[PROBLEM REQUIREMENTS]: Rewrite the records from the line containing "the river bank" through the end of the records, replacing "concrete column" with "stone pillar" and leaving everything else as it is.
====== DATA ROWS
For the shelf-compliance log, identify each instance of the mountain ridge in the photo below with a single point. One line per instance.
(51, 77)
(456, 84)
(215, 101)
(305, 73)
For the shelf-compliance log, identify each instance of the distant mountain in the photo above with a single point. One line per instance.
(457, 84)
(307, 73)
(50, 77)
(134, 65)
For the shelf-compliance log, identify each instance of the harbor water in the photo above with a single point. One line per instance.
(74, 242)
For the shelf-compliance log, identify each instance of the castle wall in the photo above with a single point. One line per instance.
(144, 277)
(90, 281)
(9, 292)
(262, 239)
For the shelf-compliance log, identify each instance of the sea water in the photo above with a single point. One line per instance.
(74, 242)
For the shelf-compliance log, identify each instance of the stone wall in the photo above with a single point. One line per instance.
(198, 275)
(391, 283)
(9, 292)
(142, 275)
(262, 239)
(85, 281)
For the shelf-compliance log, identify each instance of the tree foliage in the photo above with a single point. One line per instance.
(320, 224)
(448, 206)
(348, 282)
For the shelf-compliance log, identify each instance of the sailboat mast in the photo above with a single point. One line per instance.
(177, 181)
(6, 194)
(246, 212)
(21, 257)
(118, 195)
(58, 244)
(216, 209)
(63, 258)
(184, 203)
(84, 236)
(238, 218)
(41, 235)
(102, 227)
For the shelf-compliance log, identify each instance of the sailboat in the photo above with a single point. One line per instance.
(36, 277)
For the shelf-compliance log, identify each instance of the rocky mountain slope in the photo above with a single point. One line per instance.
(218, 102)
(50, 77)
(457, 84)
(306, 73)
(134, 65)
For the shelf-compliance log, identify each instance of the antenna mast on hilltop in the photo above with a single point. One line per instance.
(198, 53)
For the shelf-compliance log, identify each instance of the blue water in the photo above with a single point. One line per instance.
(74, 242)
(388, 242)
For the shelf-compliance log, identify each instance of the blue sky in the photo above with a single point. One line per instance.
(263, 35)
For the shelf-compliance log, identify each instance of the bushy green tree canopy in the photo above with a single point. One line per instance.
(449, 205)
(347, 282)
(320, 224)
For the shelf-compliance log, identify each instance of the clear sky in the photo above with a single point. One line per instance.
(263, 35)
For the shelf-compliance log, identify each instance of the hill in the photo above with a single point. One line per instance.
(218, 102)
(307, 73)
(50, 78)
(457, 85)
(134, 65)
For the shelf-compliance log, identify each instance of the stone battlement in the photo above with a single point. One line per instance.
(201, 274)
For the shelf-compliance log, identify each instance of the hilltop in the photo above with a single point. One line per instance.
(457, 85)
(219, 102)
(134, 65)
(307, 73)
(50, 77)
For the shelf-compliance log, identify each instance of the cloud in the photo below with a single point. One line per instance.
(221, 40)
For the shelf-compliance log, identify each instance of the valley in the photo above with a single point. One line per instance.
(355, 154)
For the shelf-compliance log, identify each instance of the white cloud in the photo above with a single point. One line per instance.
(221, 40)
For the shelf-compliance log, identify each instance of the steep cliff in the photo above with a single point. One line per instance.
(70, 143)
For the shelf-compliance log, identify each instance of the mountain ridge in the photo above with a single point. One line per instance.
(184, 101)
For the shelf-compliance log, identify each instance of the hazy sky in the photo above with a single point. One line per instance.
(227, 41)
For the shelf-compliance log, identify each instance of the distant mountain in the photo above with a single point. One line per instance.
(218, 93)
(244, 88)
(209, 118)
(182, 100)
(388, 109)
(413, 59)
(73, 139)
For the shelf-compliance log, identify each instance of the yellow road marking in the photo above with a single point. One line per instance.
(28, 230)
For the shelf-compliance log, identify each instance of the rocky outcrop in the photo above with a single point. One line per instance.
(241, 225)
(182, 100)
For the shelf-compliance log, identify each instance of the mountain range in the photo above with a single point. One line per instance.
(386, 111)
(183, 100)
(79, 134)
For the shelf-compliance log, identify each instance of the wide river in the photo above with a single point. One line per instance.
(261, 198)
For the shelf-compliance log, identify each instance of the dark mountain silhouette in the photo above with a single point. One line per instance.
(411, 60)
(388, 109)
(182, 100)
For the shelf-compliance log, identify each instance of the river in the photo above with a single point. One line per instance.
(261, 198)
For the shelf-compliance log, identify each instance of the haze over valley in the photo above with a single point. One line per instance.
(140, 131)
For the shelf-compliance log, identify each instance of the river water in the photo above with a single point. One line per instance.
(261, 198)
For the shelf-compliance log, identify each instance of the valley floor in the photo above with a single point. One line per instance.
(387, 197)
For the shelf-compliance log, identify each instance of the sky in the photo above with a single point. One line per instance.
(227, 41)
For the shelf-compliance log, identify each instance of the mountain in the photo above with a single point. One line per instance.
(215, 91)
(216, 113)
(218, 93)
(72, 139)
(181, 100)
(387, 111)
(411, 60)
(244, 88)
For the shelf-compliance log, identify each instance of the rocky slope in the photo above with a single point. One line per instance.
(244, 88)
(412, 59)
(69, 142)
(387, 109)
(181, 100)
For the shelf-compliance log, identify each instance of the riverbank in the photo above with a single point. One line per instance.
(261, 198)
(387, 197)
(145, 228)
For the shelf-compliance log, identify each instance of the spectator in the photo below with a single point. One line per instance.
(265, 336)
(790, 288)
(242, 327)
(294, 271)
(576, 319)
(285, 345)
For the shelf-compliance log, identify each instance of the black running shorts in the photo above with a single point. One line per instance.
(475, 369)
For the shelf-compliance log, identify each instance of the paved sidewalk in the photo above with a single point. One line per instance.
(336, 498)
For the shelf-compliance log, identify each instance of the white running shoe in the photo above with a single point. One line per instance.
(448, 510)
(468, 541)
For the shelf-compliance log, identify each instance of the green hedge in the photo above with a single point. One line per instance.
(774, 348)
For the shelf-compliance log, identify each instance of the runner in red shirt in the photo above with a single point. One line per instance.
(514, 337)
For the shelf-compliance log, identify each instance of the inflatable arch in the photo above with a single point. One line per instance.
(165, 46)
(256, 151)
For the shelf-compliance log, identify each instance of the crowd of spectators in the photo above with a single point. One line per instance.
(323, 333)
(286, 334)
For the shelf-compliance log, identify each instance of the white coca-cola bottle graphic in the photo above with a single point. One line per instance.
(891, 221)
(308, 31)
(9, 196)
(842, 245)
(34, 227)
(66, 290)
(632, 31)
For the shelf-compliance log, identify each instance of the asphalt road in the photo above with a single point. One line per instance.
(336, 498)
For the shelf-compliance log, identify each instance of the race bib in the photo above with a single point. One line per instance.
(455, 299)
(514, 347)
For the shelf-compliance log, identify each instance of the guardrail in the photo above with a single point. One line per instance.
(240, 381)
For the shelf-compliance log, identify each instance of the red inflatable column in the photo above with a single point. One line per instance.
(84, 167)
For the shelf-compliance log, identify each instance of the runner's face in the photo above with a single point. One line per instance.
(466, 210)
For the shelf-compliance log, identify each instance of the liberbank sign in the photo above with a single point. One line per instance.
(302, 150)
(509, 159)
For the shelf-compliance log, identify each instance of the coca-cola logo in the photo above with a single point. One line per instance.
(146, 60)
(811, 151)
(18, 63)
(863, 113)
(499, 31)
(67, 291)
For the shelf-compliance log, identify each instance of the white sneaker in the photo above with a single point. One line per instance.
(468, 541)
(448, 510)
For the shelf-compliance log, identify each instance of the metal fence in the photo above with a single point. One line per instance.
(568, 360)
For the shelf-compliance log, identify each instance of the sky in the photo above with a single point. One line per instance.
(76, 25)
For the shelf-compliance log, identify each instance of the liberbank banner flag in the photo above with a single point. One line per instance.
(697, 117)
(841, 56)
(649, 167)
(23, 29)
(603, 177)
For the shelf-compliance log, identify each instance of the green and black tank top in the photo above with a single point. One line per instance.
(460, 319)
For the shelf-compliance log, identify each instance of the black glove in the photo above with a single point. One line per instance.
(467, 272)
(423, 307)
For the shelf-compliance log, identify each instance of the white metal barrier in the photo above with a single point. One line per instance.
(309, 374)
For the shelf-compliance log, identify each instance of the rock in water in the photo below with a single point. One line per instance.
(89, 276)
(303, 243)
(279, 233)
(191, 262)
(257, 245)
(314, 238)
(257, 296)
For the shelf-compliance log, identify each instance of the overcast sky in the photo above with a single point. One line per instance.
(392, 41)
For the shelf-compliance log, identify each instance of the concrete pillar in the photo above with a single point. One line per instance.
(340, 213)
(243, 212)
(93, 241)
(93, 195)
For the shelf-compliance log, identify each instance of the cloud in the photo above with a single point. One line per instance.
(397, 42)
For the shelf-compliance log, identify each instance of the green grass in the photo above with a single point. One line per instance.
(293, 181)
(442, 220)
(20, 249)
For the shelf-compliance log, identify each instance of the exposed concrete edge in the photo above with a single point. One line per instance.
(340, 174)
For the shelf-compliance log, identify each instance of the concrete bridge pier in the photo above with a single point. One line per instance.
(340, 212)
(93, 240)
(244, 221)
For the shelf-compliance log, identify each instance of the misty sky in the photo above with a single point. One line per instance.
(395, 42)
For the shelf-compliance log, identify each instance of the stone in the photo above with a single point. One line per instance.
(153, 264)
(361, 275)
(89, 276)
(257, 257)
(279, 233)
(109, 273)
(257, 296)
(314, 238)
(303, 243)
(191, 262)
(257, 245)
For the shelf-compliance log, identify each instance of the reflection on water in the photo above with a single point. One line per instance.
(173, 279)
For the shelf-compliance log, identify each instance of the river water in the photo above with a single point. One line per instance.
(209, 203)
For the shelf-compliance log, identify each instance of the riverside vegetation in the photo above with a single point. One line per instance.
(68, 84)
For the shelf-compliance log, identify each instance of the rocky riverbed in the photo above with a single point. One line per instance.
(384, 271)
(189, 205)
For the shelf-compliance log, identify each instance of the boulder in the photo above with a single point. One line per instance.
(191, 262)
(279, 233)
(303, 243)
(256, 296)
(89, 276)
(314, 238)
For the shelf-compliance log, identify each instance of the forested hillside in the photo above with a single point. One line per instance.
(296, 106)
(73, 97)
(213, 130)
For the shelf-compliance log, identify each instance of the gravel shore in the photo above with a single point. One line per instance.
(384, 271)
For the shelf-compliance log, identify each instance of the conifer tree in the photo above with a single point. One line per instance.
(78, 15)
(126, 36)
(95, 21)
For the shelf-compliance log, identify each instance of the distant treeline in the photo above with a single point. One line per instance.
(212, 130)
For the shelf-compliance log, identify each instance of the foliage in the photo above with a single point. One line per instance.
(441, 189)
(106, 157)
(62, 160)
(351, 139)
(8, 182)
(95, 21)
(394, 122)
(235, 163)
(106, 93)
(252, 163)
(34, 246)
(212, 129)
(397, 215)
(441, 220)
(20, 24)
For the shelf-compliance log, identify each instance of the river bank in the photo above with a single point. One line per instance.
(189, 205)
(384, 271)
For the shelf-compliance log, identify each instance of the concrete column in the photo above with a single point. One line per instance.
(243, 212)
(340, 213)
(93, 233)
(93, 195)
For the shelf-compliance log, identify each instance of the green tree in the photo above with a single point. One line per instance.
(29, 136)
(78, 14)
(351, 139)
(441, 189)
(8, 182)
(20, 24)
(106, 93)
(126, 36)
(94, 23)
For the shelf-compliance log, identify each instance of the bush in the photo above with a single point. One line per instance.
============
[COMPLETED TASK]:
For the shelf-compliance log, identify each instance of the river bank in the photo above with a single point. One line per instance.
(189, 205)
(384, 271)
For the shelf-compliance log, identify each instance of the stone pillar in the photo above with a single point. One line per instance.
(243, 212)
(340, 213)
(93, 233)
(93, 195)
For the shelf-compliance log, identify each instance of the green tree in the photo above with a single point. One line per instance.
(29, 136)
(78, 14)
(351, 139)
(441, 189)
(8, 182)
(20, 24)
(106, 93)
(126, 36)
(94, 23)
For the shelf-compliance log, identify each instance of the bush in the photo above with a single point. One line per instance.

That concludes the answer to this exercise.